WORK TO COMPLETE
(1) Answer these questions from the biography of Aniruddha Pandit:
(a) Since what year has he been vice chancellor of the Institute of Chemical Technology, Mumbai?
(b) Who guided his PhD?
(c) Whom did he work with as a Research Associate at the University of Cambridge?
(2) Continue the biography of Aniruddha Pandit, starting after its last sentence.

PASSAGE TO READ
Indian chemical engineer (born 1957)

Aniruddha Bhalchandra Pandit (born 7 December 1957) is an Indian chemical engineer, inventor and academic, known for his fundamental and commercial research on cavitational reactors, design of multiphase reactors, bubble dynamics. He is the vice chancellor of the Institute of Chemical Technology, Mumbai (erstwhile UDCT) since 2019, succeeding G. D. Yadav.

In 2023, he is elected member of the United States National Academy of Engineering.

==Education and career==
Pandit was born in Mumbai, Maharashtra to Bhalchandra Ramachandra and Sumati Pandit and attended the Institute of Technology, Banaras Hindu University. He graduated with a B.Tech. (Chem) degree in 1980 and joined the University Department of Chemical Technology of Bombay University (now ICT Mumbai) for his PhD (Tech) degree. He completed his PhD in 1984 under the guidance of Prof. Jyeshtharaj Joshi. He also worked as an instructor during this term.

From 1984 till 1990, he worked in University of Cambridge as a Research Associate with John Frank Davidson, working in the area of bubble break-up and design of multiphase reactors.

Pandit joined the UICT in 1991 as a reader and was promoted in 1996. He was a visiting professor at University of Cape Town and University of California, Santa Barbara, BITS Pilani, among others. He is an elected fellow of such science academies as United States National Academy of Engineering, Indian National Academy of Engineering, Indian National Science Academy (INSA), The World Academy of Sciences (2015), National Academy of Sciences, India, Maharashtra Academy of Sciences, and Indian Academy of Sciences.

SUPPLIED ENTRIES

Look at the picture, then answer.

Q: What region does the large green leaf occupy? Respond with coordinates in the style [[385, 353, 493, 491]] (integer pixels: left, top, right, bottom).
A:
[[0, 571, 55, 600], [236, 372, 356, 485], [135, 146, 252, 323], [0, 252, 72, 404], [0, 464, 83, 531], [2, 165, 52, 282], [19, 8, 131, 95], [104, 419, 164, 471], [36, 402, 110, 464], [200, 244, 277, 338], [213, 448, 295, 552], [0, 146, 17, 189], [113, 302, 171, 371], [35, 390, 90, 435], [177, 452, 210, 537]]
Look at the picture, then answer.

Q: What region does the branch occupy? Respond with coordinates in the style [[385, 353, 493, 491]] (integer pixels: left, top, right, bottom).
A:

RESPONSES BY ITEM NUMBER
(1)
(a) 2019
(b) Prof. Jyeshtharaj Joshi
(c) John Frank Davidson

(2)
== Research ==
Pandit is a renowned researcher in the field of cavitation and relevant chemical processing applications. His research interests include sonochemistry, industrial wastewater treatment, synthesis of chelating agents for wastewater treatment, mixing in mechanically agitated contactors, and the design of nozzles for hydrodynamic cavitation. He has also worked on polymer degradation, cellulose dissolution, and nanomaterials synthesis. As of 2023, he has published 446 journal articles, and holds 34 patents. His articles are reported to have an H-index of 84 and i10-Index of 360. He has guided 63 PhD and 101 master's graduates.

He is associated with a number of scientific journals as a member of their editorial boards; Ultrasonics Sonochemistry Journal (Elsevier), Chemical Engineering and Processing - Process Intensification (Elsevier), Industrial & Engineering Chemistry Research (ACS).

The Pandit research group has developed a method for cleaning and disinfecting stagnant water bodies and industrial effluents from various industries using hydrodynamic cavitation. This method was used to clean the Rankala Lake in Kolhapur, Maharashtra and the Bindusagar Lake in Bhubaneshwar, Odisha (a project inaugurated by the Chief Minister of Odisha in January). His research group has also developed solid-fuel burning stoves, used commonly in rural India, which cause lesser pollution and consume fuel efficiently. Research has also been done to convert keratin waste such as human hair, wool, and poultry feathers into fertilizers, pet, and animal feed using a cheap, eco-friendly and efficient method.